| Required task 1 |
Copy the rows below exactly as they appear, from the line containing "Review step: verify that every instance of the cyclist" through the last row, inclusive.

| Source text |
-- -- --

Tracing Roots Music Today: Colombia (Part 2)

Tracing roots music in Colombia is an almost endless task. As the first part of this report exposes, we come across a wide array of traditional rhythms and genres, throughout the five regions that make up the territory, each one with its well-defined sound and cultural identities:  the Caribbean, the Andean, the Pacific, the Orinoquía and the Amazon. A tour that always goes through cumbia, the most recognized Colombian music worldwide, that ever-present and all-terrain genre that is played, heard and danced in each region in its own way, in a continuous cultural dialogue with local folklore.

“Growing up in Colombia is an exercise in faith, surrealism and extreme contrasts in everything, a clash of conservative passions and a supposed morality that is always questioned in the need for subsistence. There’s a constant need to affirm yourself in the decision to be here, to understand your history, your place,” says Diego Gómez, also known as Cerrero, who founded Llorona Records fifteen years ago with his sister and cultural manager Eddy Johana. “We found that answer touring the country: the voice of music always seemed to us the most honest. We grew up in a very musical family. And since we were children we traveled Colombia by car, the best experience in the world, always listening to Diomedes, Joe, Niña Emilia, El Binomio, Fruko… A soundtrack to contemplate those landscapes that change from wasteland to jungle in a matter of hours.”

 

Diego remembers his childhood traveling to the sound of vallenato classics such as Diomedes Díaz and Binomio de Oro de América, or great legends of tropical music such as Joe Arroyo and Fruko y sus Tesos. “We always understood life from that joy and nostalgia that music has, I think that Llorona Records was born from that search,” he says, propping up the founding spirit of the Bogotá-based label that since 2007 has been producing, documenting, promoting and representing unique and authentic artists. Conceived as a platform, Llorona announces its premise: “We have found in the musical roots of Latin America and the Caribbean the inspiration to set up projects that connect creators, collectives, people and organizations that – like us – seek the original sound.”

Memories also surface in the words of Tato Marenco, always inclined to define his music as a meeting of different cultures. “Since I was a child, I listened to all the music from pelayeras bands: porros, paseos, and fandangos. Bands of 14 musicians always went to my house at birthday parties, so I think this marked my style when it came to creating my own,” says the great multi-instrumentalist from Barranquilla. Singers like Joe Arroyo and Diomedes Díaz are also part of Tato’s musical education. Among his influences, moreover, there are some of the biggest names in Colombian popular music, from Totó La Momposina to Carlos Vives, from Los Gaiteros de San Jacinto to Pedro Ramayá Beltrán – it’s not by chance that he’s had the pleasure of collaborating with all of them.

Continuing with his references, Marenco mentions the great singer-songwriter and conductor Pacho Galán, creator of the merecumbé, a style that combines cumbia with the local merengue. Nor does he forget to quote “Maestro Lucho”, Lucho Bermúdez, composer, arranger and true master of tropical music. He also mentions Petrona Martínez, who sings on his latest album Mamá Cumbé, and his “great drum teacher” Paulino “Batata” Salgado, two key names to delve into bullerengue – a genre of music and dance that emerged in the Caribbean through the Maroons.

-- -- --

| Task data |
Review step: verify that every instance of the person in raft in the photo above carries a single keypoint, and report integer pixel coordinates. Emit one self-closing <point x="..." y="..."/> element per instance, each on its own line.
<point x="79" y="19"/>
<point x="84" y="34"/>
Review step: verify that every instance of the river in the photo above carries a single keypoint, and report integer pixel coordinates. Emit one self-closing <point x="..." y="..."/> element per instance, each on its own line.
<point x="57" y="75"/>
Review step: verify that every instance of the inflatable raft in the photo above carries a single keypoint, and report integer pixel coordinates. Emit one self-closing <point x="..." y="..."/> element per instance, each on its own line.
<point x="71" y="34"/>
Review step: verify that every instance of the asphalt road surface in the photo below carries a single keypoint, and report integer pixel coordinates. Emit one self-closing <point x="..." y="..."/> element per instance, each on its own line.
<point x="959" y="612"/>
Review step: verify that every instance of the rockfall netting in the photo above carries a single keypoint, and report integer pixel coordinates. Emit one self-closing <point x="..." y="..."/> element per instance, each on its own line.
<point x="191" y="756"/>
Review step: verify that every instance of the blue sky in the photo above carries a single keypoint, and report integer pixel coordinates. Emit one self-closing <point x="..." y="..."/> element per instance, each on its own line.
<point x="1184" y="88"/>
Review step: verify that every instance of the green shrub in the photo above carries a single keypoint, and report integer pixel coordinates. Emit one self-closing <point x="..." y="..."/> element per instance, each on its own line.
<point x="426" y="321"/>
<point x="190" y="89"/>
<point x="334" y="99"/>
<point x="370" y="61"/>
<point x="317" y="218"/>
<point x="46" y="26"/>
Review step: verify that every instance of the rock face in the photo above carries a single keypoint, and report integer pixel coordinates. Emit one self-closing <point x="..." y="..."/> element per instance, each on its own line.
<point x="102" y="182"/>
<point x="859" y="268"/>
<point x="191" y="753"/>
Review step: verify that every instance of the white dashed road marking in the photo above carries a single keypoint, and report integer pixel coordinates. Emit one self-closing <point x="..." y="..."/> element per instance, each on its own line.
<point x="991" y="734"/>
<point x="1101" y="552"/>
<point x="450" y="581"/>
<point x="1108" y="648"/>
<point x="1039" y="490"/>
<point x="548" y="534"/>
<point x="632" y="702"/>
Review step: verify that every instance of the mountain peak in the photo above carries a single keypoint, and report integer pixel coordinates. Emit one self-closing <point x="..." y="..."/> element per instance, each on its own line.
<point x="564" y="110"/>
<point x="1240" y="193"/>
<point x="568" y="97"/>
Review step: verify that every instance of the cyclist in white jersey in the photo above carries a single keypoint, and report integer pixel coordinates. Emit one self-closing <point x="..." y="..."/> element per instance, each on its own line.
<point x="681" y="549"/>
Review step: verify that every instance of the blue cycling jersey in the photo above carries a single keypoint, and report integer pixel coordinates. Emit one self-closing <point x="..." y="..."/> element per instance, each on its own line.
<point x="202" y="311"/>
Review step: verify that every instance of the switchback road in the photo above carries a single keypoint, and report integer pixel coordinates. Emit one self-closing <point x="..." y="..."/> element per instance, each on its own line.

-- -- --

| Required task 2 |
Based on the Colombian roots music article, state whether each statement agrees with it, answering yes or no and quoting the deciding words: (a) Llorona Records is based in Bogotá. (b) Tato Marenco comes from Medellín. (c) Petrona Martínez sings on the album Mamá Cumbé.

| Full solution 1 |
Review step: verify that every instance of the cyclist in white jersey in the photo above carries a single keypoint, and report integer pixel coordinates. Emit one self-closing <point x="..." y="..."/> element per instance, each on its own line.
<point x="681" y="549"/>
Review step: verify that every instance of the blue cycling jersey in the photo above carries a single keypoint, and report integer pixel coordinates. Emit one self-closing <point x="..." y="..."/> element per instance, each on its own line.
<point x="202" y="311"/>
Review step: verify that every instance of the switchback road in the photo above carries a single keypoint, and report integer pixel coordinates. Emit one self-closing <point x="..." y="..."/> element per instance, each on its own line.

| Full solution 2 |
(a) Yes: "the Bogotá-based label"
(b) No: "the great multi-instrumentalist from Barranquilla"
(c) Yes: "Petrona Martínez, who sings on his latest album Mamá Cumbé"